=== Section Start ===

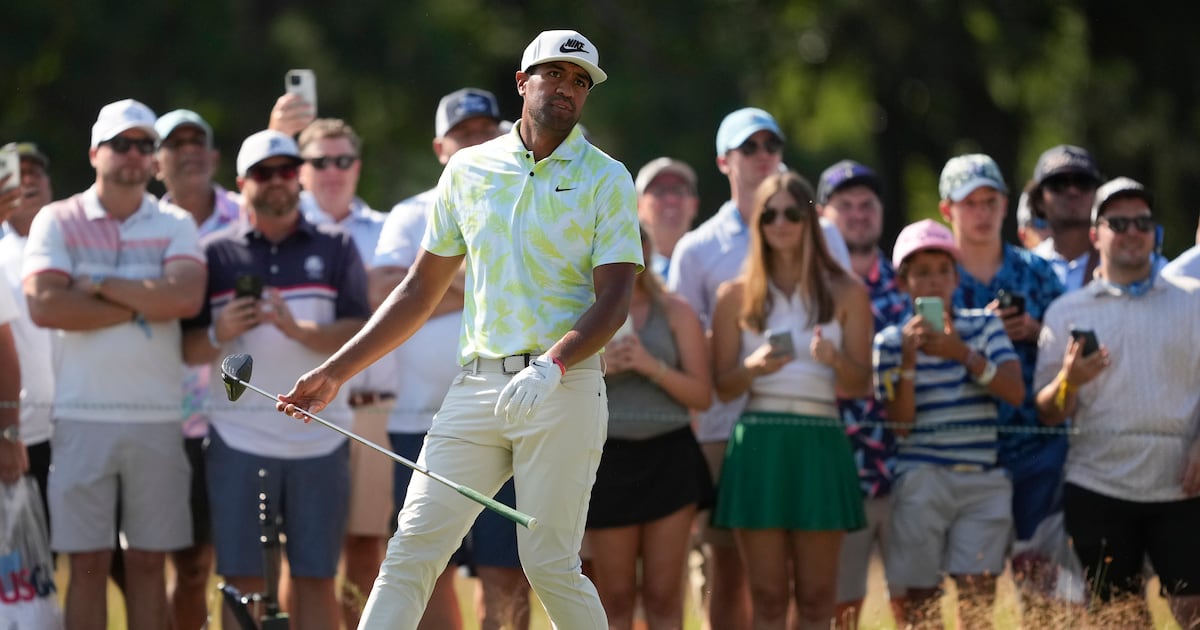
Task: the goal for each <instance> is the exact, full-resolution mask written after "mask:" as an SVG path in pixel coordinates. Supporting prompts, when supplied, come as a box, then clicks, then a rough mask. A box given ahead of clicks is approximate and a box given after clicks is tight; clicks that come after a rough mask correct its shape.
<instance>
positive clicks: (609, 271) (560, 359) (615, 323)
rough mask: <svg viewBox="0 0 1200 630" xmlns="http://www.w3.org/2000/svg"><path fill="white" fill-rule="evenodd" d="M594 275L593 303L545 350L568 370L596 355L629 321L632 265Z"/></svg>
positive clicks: (594, 273)
mask: <svg viewBox="0 0 1200 630" xmlns="http://www.w3.org/2000/svg"><path fill="white" fill-rule="evenodd" d="M593 275H594V276H595V286H596V301H595V302H593V304H592V306H590V307H588V310H587V311H584V312H583V314H582V316H581V317H580V319H578V320H577V322H576V323H575V326H572V328H571V330H569V331H568V332H566V335H563V338H560V340H559V341H558V343H556V344H554V346H553V348H550V350H547V352H548V353H550V354H551V355H552V356H554V358H557V359H558V360H560V361H563V365H565V366H568V367H570V366H571V365H574V364H576V362H578V361H582V360H583V359H587V358H588V356H592V355H593V354H596V353H599V352H600V349H601V348H604V346H605V343H608V340H611V338H612V336H613V334H616V332H617V329H619V328H620V325H622V324H624V323H625V318H626V317H629V305H630V301H631V300H632V295H634V282H635V276H634V265H632V264H631V263H617V264H610V265H601V266H599V268H596V269H595V270H594V271H593Z"/></svg>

=== Section End ===

## Directive:
Switch "Supporting prompts" to "Auxiliary prompts" in the stretch from the start of the records through the line containing "positive clicks: (609, 271)", and give those lines again with nothing else changed. Leave the pictures out of the answer.

## Task output:
Task: the goal for each <instance> is the exact, full-resolution mask written after "mask:" as an SVG path in pixel coordinates. Auxiliary prompts, when supplied, come as a box, then clicks, then a rough mask. A box given ahead of clicks is approximate and a box given after clicks is tight; clicks that come after a rough mask correct its shape.
<instance>
positive clicks: (609, 271) (560, 359) (615, 323)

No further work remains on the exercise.